● **Texto proporcionado**:
○ ○ ○

Sin Javier Marías

José Miguel Giráldez

QUE no estuviera presente en la última página de El País Semanal me dio pistas de que algo pasaba. Su columna, bellamente titulada La zona fantasma, había desaparecido, y en las semanas anteriores sus habitualmente nada complacientes textos habían sido sustituidos por un curioso relato, lo que interpreté, en realidad, como una concesión a los días calurosos de julio.

Ayer supimos que Javier Marías había muerto, tan próximo a la desaparición de Isabel II: él, que tuvo mucho que ver con Inglaterra. Serán múltiples los obituarios y también los repasos urgentes de su larga producción literaria, algo que juzgo imposible. Al contrario, Marías necesita exactitud y lentitud, pero ya sabemos que vivimos tiempos de vértigo y que todo se despacha a toda velocidad. Ya digo, no ha lugar con él.

Es, en efecto, muy difícil hacer un análisis breve de una obra extraordinaria, compleja y diversa. Yo recalé en Marías con Todas las almas, libro ideal para anclarse en su literatura, si consideramos que es un texto fundacional y en cierta medida autobiográfico. Ya han pasado décadas, pero ahí está el germen de lo inglés en Marías, quizás más que lo anglosajón, junto a otras pasiones que derivarían en su labor traductora. Los escritores que traducen me dan más confianza.

○ ○ ○

● **Datos**:

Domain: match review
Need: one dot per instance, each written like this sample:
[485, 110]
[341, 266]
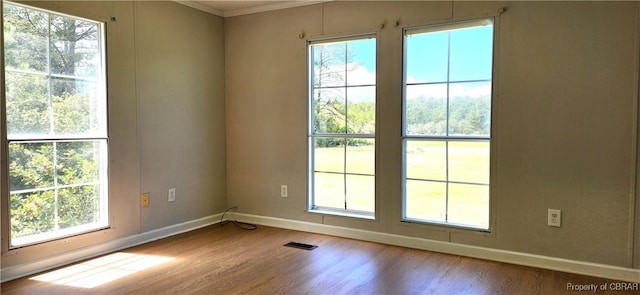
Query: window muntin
[56, 124]
[342, 126]
[447, 123]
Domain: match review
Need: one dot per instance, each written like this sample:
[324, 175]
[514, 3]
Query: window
[447, 123]
[342, 95]
[56, 124]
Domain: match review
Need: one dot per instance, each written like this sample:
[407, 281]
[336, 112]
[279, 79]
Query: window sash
[339, 202]
[97, 185]
[445, 181]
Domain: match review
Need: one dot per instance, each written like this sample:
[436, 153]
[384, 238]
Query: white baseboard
[552, 263]
[519, 258]
[25, 269]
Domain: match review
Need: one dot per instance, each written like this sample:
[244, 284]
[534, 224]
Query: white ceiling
[227, 8]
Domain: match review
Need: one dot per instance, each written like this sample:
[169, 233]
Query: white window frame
[100, 138]
[312, 134]
[448, 138]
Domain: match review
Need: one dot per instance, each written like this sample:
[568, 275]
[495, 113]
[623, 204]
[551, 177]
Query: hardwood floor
[228, 260]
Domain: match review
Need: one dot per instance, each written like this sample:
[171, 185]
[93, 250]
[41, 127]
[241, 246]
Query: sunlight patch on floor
[102, 270]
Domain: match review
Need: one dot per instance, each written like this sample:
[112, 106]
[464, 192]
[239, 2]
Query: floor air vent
[300, 246]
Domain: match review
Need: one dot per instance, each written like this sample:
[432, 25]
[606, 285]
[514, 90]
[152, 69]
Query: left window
[56, 124]
[342, 100]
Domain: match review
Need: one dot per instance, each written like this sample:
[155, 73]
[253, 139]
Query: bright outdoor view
[56, 124]
[342, 125]
[447, 123]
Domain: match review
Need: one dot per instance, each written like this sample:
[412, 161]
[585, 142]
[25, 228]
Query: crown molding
[251, 10]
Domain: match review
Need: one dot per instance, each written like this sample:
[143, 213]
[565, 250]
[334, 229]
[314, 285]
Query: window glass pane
[426, 200]
[77, 108]
[361, 193]
[75, 47]
[329, 68]
[78, 162]
[55, 90]
[361, 62]
[31, 166]
[361, 156]
[469, 162]
[328, 190]
[342, 118]
[329, 110]
[25, 39]
[79, 205]
[32, 213]
[470, 109]
[469, 205]
[27, 104]
[361, 110]
[427, 57]
[329, 154]
[471, 53]
[426, 109]
[426, 160]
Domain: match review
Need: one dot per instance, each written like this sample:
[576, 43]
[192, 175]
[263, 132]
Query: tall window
[56, 124]
[447, 123]
[342, 126]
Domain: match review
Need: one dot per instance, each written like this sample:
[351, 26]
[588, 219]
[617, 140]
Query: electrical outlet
[554, 217]
[172, 195]
[144, 200]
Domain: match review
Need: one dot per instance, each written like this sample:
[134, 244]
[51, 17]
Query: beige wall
[166, 118]
[564, 120]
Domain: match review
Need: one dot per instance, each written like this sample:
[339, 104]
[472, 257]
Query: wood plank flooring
[228, 260]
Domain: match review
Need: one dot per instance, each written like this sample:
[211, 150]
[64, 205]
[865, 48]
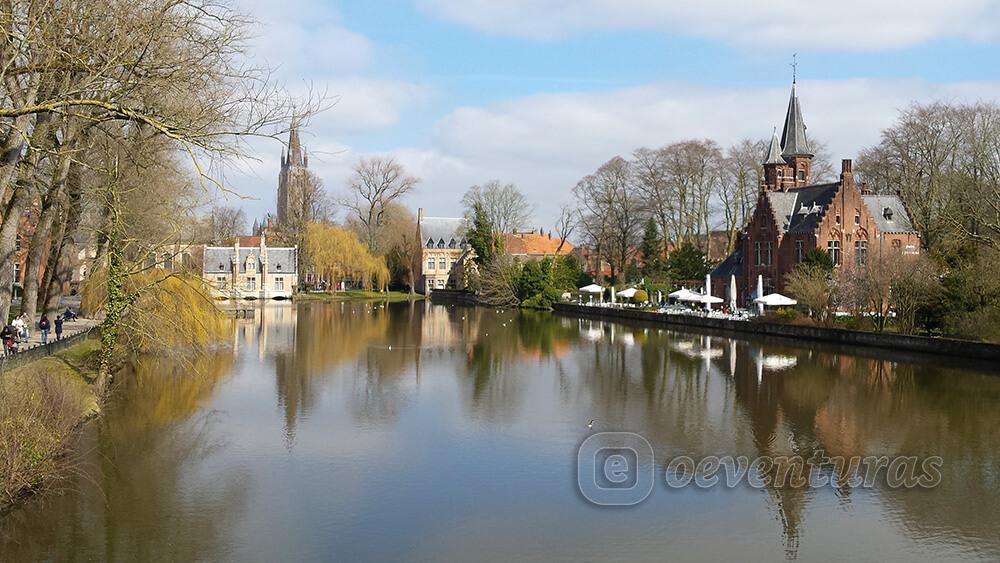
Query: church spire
[793, 136]
[294, 145]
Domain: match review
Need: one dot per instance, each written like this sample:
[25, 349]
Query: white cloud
[821, 24]
[546, 143]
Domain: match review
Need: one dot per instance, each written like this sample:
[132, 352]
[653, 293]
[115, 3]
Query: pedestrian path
[69, 329]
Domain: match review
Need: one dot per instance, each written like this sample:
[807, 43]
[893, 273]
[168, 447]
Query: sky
[541, 92]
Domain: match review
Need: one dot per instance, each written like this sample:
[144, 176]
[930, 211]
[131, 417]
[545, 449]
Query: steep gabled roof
[800, 210]
[889, 213]
[782, 207]
[810, 206]
[773, 155]
[443, 229]
[793, 136]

○ ○ ○

● **Problema 1**: Según la columna sobre Javier Marías, ¿con qué libro llegó el autor a la obra de Marías?
● **Problema 2**:
Indica si cada afirmación concuerda con la columna sobre Javier Marías, respondiendo sí o no y citando las palabras que lo deciden.
(a) El autor considera posible hacer un repaso urgente de la producción literaria de Marías.
(b) La columna de Marías aparecía en la última página de El País Semanal.
(c) El autor ve en Todas las almas un texto fundacional.
● **Problema 3**: Prolonga la columna sobre Javier Marías a partir de su última oración.

● **Respuesta escrita 1**: Con Todas las almas.

● **Respuesta escrita 2**:
(a) No: "algo que juzgo imposible".
(b) Sí: "en la última página de El País Semanal".
(c) Sí: "si consideramos que es un texto fundacional".

● **Respuesta escrita 3**:
Luego he utilizado en mis clases, sistemáticamente, su versión de El Crepúsculo Celta y otras historias (no todas traducidas por él), que forman parte de ese libro mágico de W.B. Yeats que es Mitologías (Acantilado). Ahí encuentro al Javier Marías que luego florece en las novelas, con poso inglés, innegable y shakespeareano desde los mismos títulos. La prosa compleja, la sintaxis que demanda atención delicada del lector, nace sin duda de esa fusión, o lo que sea, con otras culturas y lenguas, sin por ello traicionar el español. La traducción es una gran escuela, una gran fuente de sabiduría.

Me ha gustado que Javier Marías haya dedicado su última columna, precisamente, a la traducción. No sabía que era su última columna cuando la escribió, ni creo que lo sospechase, pero curiosamente enlaza con sus comienzos, cierra el círculo de su extraordinaria labor literaria. El regreso a sus favoritos, Conrad, Sterne (mi favorito, también) y Browne, más desconocido, me ha emocionado, porque dice mucho del tamaño de sus pensamientos sobre la literatura. Y aunque me haya disgustado esa mención al “sobadísimo Ulysses de Joyce” (ahí sí que no puedo estar de acuerdo), la cosa se compensa con el recuerdo del gran irlandés Thomas Shelton, el primer traductor del Quijote, magnífico, por cierto. Habla Marías de la generosidad del traductor, indiscutible, y se queja de que esa profesión nunca haya estado bien remunerada. No estaría mal que empezara a estarlo.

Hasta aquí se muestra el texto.